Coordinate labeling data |
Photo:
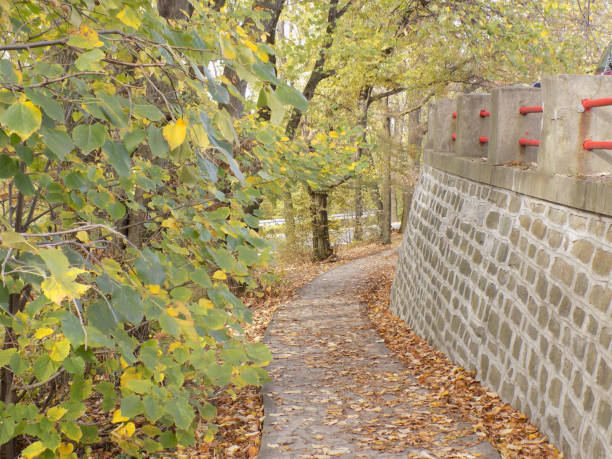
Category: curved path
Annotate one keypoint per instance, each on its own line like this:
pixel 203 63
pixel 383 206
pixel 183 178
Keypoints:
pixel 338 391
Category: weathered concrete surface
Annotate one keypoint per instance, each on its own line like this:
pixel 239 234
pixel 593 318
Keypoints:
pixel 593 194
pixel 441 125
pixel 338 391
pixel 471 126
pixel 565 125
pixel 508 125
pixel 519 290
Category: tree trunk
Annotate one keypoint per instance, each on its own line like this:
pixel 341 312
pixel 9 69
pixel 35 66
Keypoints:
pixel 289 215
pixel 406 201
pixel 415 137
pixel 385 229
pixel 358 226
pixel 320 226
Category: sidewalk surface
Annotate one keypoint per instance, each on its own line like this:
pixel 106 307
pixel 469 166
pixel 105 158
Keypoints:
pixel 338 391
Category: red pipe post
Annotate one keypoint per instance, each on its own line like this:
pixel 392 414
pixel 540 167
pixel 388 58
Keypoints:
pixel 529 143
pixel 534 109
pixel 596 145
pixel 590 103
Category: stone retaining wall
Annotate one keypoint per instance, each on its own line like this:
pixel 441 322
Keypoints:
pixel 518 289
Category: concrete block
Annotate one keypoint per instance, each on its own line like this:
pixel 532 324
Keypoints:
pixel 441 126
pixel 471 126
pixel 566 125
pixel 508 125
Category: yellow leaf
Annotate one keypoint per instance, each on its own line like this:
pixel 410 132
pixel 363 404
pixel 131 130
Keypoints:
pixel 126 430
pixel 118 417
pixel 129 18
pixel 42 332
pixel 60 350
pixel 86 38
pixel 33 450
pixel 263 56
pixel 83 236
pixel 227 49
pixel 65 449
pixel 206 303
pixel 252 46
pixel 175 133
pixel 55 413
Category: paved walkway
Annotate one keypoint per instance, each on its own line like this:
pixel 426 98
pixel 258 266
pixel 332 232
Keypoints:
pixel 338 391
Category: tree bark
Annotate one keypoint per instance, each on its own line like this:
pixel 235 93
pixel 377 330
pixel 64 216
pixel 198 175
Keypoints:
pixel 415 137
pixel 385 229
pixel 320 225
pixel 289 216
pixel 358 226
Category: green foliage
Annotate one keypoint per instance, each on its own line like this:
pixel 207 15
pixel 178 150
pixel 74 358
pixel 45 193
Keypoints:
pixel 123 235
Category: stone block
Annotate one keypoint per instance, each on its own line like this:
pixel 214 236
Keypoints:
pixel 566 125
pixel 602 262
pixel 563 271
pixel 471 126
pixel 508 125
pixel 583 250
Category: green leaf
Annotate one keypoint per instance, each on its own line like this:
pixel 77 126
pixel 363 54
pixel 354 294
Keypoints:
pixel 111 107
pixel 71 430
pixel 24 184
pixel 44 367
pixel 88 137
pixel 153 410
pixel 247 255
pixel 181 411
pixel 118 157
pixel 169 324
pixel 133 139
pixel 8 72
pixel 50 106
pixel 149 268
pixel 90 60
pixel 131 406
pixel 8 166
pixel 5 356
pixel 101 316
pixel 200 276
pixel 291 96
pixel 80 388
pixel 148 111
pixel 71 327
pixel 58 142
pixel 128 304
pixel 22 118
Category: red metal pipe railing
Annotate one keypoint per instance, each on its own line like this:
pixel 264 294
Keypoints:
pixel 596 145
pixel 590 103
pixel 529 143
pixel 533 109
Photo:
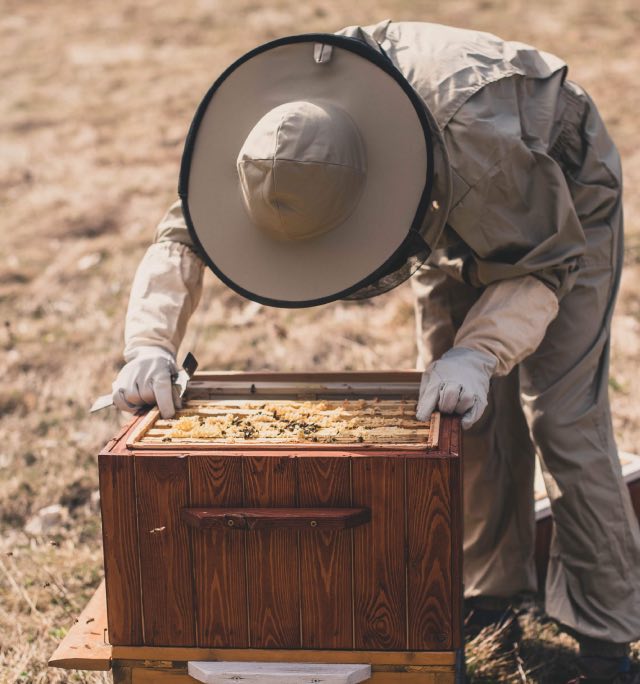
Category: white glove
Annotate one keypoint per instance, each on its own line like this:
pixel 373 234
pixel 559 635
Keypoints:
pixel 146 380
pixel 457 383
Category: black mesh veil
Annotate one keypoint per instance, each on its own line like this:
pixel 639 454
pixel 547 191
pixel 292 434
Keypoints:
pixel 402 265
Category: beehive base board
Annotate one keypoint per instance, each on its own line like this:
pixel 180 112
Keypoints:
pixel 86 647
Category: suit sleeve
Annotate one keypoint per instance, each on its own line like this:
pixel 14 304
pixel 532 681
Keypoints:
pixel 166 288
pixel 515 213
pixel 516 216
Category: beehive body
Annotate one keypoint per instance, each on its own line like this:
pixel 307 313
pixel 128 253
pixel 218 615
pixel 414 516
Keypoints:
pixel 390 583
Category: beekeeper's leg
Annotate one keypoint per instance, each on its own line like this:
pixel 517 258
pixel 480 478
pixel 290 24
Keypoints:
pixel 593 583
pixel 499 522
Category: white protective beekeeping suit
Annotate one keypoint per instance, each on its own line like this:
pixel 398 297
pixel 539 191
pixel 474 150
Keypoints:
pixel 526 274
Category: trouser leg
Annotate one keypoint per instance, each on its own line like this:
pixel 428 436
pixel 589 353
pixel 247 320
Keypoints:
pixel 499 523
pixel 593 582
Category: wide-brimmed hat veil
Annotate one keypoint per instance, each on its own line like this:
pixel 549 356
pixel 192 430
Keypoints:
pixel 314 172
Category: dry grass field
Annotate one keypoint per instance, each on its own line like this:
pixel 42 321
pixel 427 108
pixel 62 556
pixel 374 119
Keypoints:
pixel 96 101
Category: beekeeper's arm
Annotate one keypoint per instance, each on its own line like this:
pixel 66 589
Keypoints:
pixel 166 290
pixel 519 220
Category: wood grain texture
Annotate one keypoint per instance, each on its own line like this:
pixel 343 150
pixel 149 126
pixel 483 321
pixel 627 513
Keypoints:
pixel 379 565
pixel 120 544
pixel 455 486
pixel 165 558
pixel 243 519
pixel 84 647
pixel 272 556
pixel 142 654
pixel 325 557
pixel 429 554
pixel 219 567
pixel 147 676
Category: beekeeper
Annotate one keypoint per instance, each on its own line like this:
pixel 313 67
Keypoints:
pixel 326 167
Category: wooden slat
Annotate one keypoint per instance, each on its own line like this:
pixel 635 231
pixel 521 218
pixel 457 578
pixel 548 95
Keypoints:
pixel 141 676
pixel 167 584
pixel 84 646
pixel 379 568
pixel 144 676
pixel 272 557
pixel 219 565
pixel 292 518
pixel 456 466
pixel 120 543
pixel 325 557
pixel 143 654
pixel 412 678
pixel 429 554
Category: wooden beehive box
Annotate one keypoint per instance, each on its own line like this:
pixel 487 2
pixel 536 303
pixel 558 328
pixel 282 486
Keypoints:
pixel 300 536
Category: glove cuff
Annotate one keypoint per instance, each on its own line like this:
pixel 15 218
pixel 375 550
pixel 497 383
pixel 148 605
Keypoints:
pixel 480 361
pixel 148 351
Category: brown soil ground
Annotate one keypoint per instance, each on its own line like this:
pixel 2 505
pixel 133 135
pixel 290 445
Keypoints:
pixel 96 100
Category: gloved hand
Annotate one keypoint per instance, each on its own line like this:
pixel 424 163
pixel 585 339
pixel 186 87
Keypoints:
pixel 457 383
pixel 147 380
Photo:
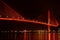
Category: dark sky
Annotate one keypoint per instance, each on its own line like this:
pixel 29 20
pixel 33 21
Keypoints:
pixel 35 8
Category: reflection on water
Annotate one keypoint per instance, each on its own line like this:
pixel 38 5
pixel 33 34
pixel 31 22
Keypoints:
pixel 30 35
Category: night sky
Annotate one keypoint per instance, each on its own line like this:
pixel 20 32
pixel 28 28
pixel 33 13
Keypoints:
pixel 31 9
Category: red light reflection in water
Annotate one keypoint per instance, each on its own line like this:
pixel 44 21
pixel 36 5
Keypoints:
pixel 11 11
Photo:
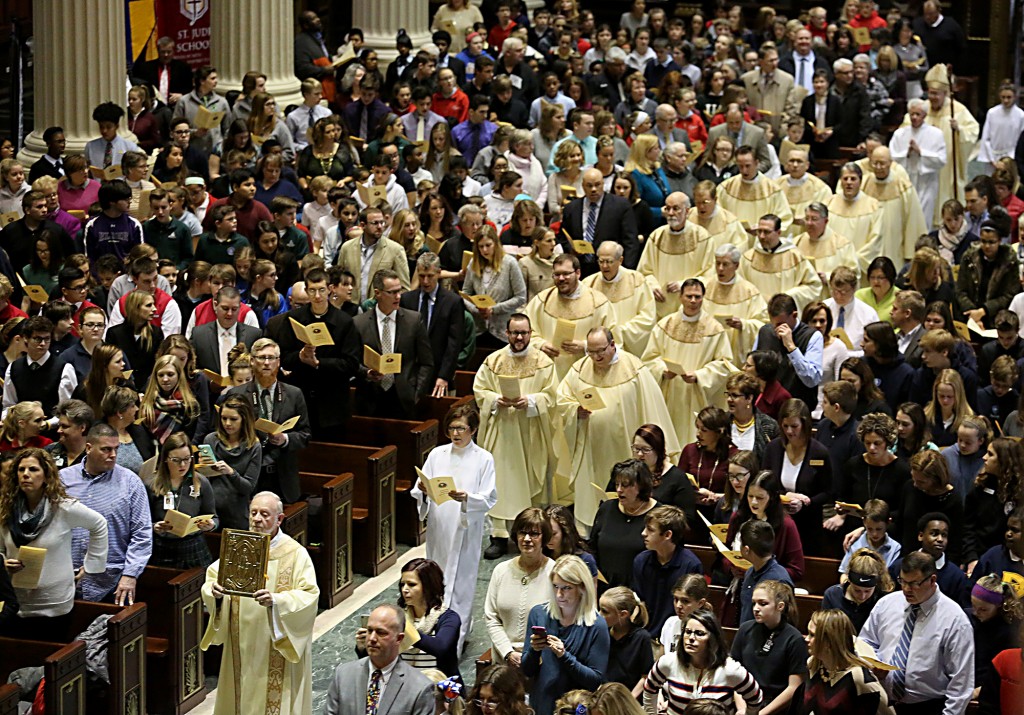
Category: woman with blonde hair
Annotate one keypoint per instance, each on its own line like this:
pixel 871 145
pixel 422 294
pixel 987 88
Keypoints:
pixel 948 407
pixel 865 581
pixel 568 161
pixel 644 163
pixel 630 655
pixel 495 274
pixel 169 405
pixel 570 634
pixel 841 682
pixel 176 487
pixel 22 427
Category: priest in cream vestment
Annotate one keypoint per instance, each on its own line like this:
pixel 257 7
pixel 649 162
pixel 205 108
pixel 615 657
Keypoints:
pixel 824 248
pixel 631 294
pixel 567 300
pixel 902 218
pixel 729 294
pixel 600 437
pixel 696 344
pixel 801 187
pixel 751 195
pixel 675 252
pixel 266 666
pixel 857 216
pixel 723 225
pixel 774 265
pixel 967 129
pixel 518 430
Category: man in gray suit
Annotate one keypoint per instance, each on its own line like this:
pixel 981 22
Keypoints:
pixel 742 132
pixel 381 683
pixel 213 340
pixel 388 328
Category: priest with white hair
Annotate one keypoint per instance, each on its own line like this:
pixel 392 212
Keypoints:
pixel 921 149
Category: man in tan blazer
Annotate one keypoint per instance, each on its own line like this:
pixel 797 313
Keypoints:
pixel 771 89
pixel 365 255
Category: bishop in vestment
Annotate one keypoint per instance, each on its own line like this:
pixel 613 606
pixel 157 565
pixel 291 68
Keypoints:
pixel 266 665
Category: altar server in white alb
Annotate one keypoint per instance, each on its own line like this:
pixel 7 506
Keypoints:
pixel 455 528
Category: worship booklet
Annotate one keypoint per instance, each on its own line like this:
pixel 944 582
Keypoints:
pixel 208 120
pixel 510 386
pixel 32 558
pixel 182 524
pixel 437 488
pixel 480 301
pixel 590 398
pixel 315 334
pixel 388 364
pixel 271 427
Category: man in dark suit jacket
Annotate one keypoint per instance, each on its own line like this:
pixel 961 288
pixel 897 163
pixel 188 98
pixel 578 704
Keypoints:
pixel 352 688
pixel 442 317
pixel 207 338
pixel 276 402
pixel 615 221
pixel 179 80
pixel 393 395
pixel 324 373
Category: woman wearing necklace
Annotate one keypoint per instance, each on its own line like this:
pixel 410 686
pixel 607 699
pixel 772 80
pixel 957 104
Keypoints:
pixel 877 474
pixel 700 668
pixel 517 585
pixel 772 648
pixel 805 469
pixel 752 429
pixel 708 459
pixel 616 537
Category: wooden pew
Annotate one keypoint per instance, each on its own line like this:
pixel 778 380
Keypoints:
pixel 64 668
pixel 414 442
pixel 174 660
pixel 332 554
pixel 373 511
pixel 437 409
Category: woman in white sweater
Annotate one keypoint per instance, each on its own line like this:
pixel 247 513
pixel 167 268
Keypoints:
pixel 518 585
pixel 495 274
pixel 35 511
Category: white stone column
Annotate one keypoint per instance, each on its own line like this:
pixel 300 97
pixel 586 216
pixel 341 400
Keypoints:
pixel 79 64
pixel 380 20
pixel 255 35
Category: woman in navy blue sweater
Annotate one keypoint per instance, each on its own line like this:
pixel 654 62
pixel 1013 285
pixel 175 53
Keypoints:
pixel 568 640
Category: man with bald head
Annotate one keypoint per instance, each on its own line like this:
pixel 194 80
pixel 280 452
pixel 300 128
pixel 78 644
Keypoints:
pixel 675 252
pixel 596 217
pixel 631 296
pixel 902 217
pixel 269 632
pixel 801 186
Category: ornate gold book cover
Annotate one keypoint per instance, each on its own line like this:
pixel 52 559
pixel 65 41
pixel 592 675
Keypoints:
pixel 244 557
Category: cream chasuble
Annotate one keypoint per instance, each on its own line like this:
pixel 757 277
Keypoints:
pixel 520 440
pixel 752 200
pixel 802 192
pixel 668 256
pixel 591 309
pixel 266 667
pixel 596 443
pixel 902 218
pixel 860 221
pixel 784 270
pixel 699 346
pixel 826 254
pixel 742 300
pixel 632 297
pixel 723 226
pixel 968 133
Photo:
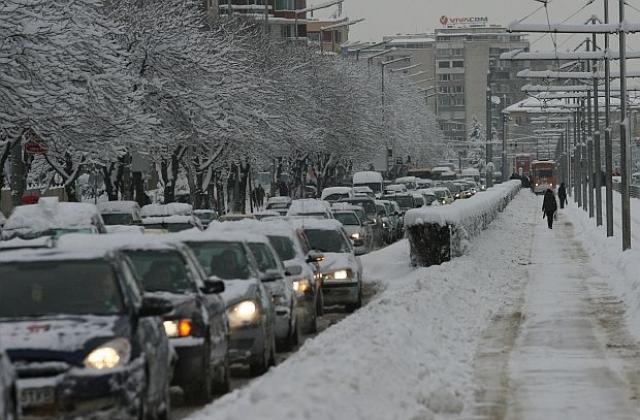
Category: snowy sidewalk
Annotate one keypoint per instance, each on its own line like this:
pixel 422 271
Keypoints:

THE EXERCISE | Reproduce, unchanged and in order, the entry lines from the one containing "Category: priest with white hair" to the one containing "pixel 255 35", including both of those lines.

FULL ANSWER |
Category: priest with white hair
Annotate one keypoint per instance, each on its own line like this:
pixel 392 212
Keypoints:
pixel 921 149
Category: man in tan blazer
Annotate one keypoint per instance, each on its own line like this:
pixel 797 313
Keypoints:
pixel 771 89
pixel 365 255
Category: bishop in vestment
Annotate one keypoint per instance, each on its own line like this:
pixel 613 606
pixel 157 565
pixel 291 68
Keypoints:
pixel 266 665
Category: altar server in white alb
Annotate one keypoint per instance, each on its own line like this:
pixel 7 506
Keypoints:
pixel 455 528
Category: worship booklet
Annotate one keypoint per instance, each on its own line like this:
pixel 944 582
Keypoints:
pixel 208 120
pixel 510 386
pixel 32 558
pixel 182 524
pixel 437 488
pixel 480 301
pixel 590 398
pixel 315 334
pixel 388 364
pixel 271 427
Category: man in dark suit jacket
Annotate one keypoint per instance, each on its own line like this:
pixel 961 288
pixel 897 163
pixel 188 98
pixel 578 704
Keypoints:
pixel 352 688
pixel 442 317
pixel 207 338
pixel 276 402
pixel 615 221
pixel 179 80
pixel 393 395
pixel 324 373
Category: woman wearing necklace
Annotate one keypoint per instance, each on its own line like this:
pixel 410 686
pixel 607 699
pixel 772 80
pixel 957 104
Keypoints:
pixel 877 474
pixel 700 668
pixel 517 585
pixel 772 648
pixel 805 469
pixel 752 429
pixel 708 459
pixel 616 537
Category: wooden pew
Annotate one keypoint per instance, each on its own line like this:
pixel 778 380
Keypoints:
pixel 64 668
pixel 414 442
pixel 174 660
pixel 332 554
pixel 373 511
pixel 437 409
Category: woman in white sweater
Annotate one keypoint per instance, each on its own line like this:
pixel 247 513
pixel 167 268
Keypoints:
pixel 518 585
pixel 495 274
pixel 35 511
Category: white stone column
Annotate one keypoint per instance, each on its own line like this:
pixel 300 97
pixel 586 216
pixel 341 400
Keypoints:
pixel 79 64
pixel 380 20
pixel 255 35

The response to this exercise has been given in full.